= Listing from a point-labeling set =
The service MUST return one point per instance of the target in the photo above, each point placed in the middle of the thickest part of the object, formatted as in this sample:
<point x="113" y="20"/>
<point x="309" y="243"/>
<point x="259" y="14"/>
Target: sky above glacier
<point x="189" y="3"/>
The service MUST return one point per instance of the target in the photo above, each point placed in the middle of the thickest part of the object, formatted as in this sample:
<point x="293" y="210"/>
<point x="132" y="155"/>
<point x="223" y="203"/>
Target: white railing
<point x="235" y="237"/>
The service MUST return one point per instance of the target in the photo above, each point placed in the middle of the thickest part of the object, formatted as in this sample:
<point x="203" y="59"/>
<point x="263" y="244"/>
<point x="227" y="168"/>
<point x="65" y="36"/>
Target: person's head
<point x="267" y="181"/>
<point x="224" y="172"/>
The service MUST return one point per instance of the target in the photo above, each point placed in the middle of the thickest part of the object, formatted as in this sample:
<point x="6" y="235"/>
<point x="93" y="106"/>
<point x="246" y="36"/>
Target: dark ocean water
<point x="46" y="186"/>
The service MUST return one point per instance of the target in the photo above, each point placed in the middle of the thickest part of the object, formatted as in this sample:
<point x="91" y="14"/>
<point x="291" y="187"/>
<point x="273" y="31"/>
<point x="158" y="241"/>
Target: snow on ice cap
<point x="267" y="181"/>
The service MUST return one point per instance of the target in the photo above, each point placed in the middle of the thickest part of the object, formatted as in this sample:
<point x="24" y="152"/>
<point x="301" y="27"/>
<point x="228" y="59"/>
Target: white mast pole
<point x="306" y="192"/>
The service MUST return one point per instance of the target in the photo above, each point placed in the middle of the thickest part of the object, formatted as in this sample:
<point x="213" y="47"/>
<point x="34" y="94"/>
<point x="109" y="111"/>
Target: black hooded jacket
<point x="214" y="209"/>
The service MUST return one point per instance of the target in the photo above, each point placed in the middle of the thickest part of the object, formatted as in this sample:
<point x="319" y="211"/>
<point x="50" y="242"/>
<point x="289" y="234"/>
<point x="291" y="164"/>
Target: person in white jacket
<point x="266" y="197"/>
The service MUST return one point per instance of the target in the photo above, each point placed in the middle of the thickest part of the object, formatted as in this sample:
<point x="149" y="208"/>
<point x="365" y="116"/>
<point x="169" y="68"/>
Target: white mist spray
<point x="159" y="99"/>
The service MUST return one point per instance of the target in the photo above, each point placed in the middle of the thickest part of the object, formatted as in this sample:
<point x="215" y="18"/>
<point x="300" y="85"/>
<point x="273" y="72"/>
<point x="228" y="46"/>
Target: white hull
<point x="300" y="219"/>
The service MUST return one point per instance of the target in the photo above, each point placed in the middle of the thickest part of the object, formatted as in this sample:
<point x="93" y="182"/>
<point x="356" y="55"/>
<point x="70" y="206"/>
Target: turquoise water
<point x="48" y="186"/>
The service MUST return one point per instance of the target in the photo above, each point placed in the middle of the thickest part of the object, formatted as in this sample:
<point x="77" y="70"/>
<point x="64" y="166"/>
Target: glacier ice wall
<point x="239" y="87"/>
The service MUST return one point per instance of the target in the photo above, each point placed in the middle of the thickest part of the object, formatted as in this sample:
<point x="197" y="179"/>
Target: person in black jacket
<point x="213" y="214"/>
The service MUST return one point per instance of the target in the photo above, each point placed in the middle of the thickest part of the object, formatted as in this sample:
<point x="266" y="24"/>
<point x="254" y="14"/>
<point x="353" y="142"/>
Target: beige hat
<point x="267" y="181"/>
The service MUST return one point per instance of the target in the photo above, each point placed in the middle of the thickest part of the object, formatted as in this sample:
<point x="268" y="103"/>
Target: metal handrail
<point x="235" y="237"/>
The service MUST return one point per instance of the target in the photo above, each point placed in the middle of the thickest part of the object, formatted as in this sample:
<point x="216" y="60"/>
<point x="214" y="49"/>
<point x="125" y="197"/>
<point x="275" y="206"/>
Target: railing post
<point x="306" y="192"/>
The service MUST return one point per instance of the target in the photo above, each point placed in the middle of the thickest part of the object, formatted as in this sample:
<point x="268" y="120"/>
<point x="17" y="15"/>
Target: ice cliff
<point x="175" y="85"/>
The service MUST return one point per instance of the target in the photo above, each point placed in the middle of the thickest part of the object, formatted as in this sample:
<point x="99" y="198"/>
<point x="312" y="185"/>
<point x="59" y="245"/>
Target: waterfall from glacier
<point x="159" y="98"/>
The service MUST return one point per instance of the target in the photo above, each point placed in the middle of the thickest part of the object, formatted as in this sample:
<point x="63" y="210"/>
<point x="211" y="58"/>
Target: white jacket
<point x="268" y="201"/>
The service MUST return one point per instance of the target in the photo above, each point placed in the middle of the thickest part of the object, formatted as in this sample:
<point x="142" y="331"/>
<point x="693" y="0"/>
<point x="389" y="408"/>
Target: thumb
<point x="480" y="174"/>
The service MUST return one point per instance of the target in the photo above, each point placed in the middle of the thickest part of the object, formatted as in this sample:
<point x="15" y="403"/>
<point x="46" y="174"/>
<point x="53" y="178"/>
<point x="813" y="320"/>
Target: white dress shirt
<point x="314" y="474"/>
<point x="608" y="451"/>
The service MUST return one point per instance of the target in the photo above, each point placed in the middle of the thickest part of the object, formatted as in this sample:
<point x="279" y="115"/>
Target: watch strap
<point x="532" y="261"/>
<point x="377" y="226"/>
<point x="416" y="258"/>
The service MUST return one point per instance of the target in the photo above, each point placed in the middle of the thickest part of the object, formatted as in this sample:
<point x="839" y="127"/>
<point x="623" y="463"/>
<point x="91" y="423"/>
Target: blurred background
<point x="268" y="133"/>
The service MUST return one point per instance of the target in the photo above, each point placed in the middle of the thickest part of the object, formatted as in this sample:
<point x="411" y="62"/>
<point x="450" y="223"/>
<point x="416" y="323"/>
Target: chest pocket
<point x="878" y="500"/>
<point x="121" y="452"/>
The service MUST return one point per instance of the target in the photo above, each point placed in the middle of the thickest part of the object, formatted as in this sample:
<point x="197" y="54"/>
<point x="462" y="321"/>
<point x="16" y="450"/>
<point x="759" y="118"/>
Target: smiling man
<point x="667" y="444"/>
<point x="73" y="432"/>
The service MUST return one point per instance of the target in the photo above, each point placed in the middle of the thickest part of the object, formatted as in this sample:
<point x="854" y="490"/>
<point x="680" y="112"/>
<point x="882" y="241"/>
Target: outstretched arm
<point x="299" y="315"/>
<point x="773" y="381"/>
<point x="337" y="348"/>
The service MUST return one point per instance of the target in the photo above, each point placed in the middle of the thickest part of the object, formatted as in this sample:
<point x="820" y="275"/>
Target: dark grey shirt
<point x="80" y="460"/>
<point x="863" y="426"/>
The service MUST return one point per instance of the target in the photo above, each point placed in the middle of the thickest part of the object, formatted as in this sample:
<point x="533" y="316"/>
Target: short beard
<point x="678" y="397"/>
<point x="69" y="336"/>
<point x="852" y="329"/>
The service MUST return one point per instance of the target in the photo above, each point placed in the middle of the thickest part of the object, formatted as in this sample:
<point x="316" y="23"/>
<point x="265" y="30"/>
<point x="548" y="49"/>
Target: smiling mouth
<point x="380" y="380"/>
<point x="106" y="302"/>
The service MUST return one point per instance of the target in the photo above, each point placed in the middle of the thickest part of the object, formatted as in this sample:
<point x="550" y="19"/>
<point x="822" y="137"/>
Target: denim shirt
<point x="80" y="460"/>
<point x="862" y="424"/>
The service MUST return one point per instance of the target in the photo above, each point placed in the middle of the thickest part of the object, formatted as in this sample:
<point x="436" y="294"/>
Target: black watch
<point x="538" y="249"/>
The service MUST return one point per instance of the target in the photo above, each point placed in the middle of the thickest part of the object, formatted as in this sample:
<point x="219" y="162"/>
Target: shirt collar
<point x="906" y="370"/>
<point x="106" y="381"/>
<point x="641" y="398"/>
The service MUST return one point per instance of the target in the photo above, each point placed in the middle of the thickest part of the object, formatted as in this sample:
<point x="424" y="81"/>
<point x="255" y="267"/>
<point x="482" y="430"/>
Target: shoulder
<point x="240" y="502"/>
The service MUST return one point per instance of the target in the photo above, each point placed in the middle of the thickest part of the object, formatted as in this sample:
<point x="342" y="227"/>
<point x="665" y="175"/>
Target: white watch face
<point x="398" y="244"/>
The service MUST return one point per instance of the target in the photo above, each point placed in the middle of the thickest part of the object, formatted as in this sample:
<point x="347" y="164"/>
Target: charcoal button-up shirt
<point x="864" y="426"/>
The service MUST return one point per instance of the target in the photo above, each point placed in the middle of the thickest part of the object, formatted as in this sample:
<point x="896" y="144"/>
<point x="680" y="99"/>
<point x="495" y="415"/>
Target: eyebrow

= Your task =
Identify every line in the listing above that contains the string "railing", matching case exactly, and copy each of those lines in full.

= Full solution =
Target: white railing
Target: railing post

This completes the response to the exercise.